PASSO CITATO |
###

Il Salone del gusto – la parte più squisitamente fieristica, in cui gli espositori vendono i propri prodotti per fare business, anche per ripagarsi i corposi costi – è in affanno. In grande affanno.

Vuoi per le date – anticipate di un mese rispetto a quando il Salone si faceva al Lingotto, prima dell’edizione en plein air del 2016 -, vuoi per il clima torrido che chiama al mare, vuoi perché questa soluzione mes e mes – mezza in città e mezza al Lingotto – priva lo spazio fieristico dell’enoteca, vuoi per la comunicazione non proprio martellante. Saran tutti questi fattori, ma gli standisti lamentano incassi molto inferiori al passato.

In più, mi raccontano, dopo i tristi e noti incidenti di piazza San Carlo è più difficile fare manifestazioni e soprattutto ottenere una parola ferma dai mille enti con cui ci si relaziona: l’Asl ti dice di spostare una roba lì, i vigili là, gli amministratore dell’immobile su, i funzionari comunali ululì, quelli regionali ululà.

###

ESTRATTO DEL DATASET |
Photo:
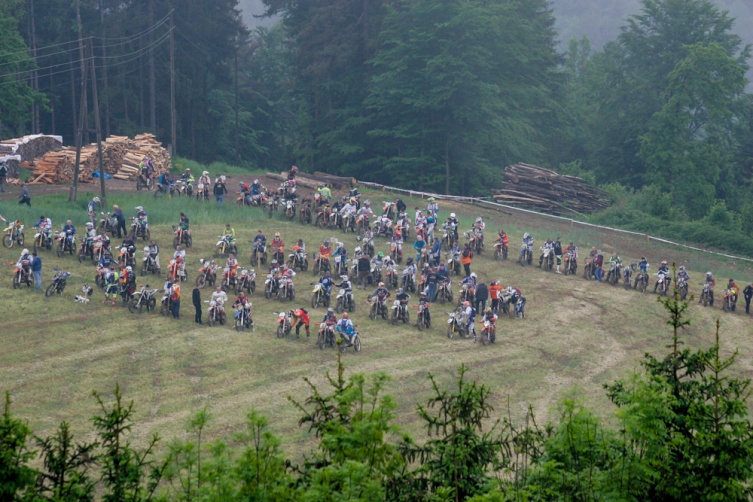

###

ESERCIZI |
a) Spiega, in base al passo sul Salone del gusto, perché lo spazio fieristico è rimasto senza enoteca.
b) Ricopia dal passo sul Salone del gusto il tratto che va da «Vuoi per le» fino a «inferiori al passato.».

LE RISPOSTE |
a) La manifestazione si svolge a metà in città e a metà al Lingotto. Secondo il passo, è proprio questa soluzione «mes e mes» a privare lo spazio fieristico dell'enoteca.

b)
Vuoi per le date – anticipate di un mese rispetto a quando il Salone si faceva al Lingotto, prima dell’edizione en plein air del 2016 -, vuoi per il clima torrido che chiama al mare, vuoi perché questa soluzione mes e mes – mezza in città e mezza al Lingotto – priva lo spazio fieristico dell’enoteca, vuoi per la comunicazione non proprio martellante. Saran tutti questi fattori, ma gli standisti lamentano incassi molto inferiori al passato.